▶ _Tasks and exercises_
1. Render this sentence from the NHS reforms text in Spanish: "These reforms are designed to get the NHS working well and get better value for money for patients and taxpayers."
2. Extend the text on NHS league tables and reforms past its final sentence, keeping its style.

▶ _Text provided_
Best-performing hospitals will be given greater freedoms over funding to modernise equipment under NHS reforms
NHS league tables will be introduced to help tackle the NHS crisis and ensure there are ‘no more rewards for failure’, as part of a new, tough package of reforms announced by the Health and Social Care Secretary, Wes Streeting.
These reforms are designed to get the NHS working well and get better value for money for patients and taxpayers.
NHS England will carry out a sweeping review of NHS performance across the entire country, with providers to be placed into a league table. This will be made public and regularly updated to ensure leaders, policymakers, and patients know which improvements need to be prioritised.
Persistently failing managers will be replaced and turnaround teams of expert leaders will be deployed to help providers which are running big deficits or poor services for patients, offering them urgent, effective support so they can improve their service.

▶ _Dataset entries_

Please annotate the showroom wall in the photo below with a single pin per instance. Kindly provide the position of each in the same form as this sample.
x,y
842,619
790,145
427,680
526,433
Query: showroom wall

==

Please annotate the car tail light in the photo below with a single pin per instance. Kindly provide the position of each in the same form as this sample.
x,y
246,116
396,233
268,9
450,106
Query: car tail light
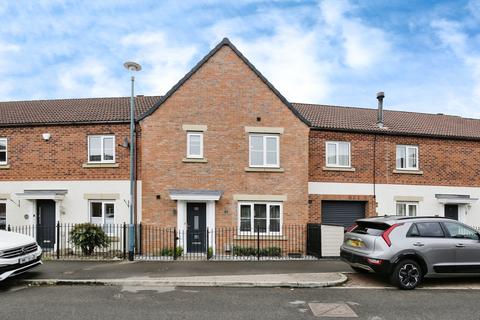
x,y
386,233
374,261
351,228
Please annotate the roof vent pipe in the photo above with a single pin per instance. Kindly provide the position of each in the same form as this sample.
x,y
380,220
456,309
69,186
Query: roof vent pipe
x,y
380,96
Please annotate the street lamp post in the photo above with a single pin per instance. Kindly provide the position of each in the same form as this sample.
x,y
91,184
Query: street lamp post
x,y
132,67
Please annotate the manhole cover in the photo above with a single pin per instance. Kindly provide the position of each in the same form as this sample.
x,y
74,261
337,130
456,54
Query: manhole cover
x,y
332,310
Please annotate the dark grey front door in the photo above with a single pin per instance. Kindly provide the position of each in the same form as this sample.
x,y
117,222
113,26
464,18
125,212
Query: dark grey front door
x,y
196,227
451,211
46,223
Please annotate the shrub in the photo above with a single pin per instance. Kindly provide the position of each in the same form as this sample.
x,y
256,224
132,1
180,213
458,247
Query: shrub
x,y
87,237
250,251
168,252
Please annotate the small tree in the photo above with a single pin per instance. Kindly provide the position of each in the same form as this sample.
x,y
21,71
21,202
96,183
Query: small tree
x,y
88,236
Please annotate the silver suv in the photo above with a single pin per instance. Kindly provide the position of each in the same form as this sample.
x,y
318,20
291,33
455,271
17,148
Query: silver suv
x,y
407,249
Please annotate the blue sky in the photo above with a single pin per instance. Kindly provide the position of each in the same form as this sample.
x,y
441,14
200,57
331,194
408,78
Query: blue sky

▶ _Answers provided_
1. Estas reformas están diseñadas para que el NHS funcione bien y para obtener una mejor relación calidad-precio para los pacientes y los contribuyentes.

2.
High-performing providers will be given greater freedom over funding and flexibility. There is little incentive across the system to run budget surpluses as providers cannot benefit from it. The new reforms will reward top-performing providers and give them more capital and greater control over where to invest it in modernising their buildings, equipment, and technology.
The Health and Social Care Secretary said: “The budget showed this government prioritises the NHS, providing the investment needed to rebuild the health service. Today we are announcing the reforms to make sure every penny of extra investment is well spent and cuts waiting times for patients.
“There’ll be no more turning a blind eye to failure. We will drive the health service to improve, so patients get more out of it for what taxpayers put in.
“Our health service must attract top talent, be far more transparent to the public who pay for it and run as efficiently as global businesses.
“With the combination of investment and reform, we will turn the NHS around and cut waiting times from 18 months to 18 weeks.”
The NHS Oversight Framework, which sets out how trusts and integrated care boards are best monitored, will be updated by the next financial year to ensure performance is properly scrutinised.
Deep dives into poorly performing trusts will be carried out by the government and NHS England to identify the most pressing issues and how they can be resolved.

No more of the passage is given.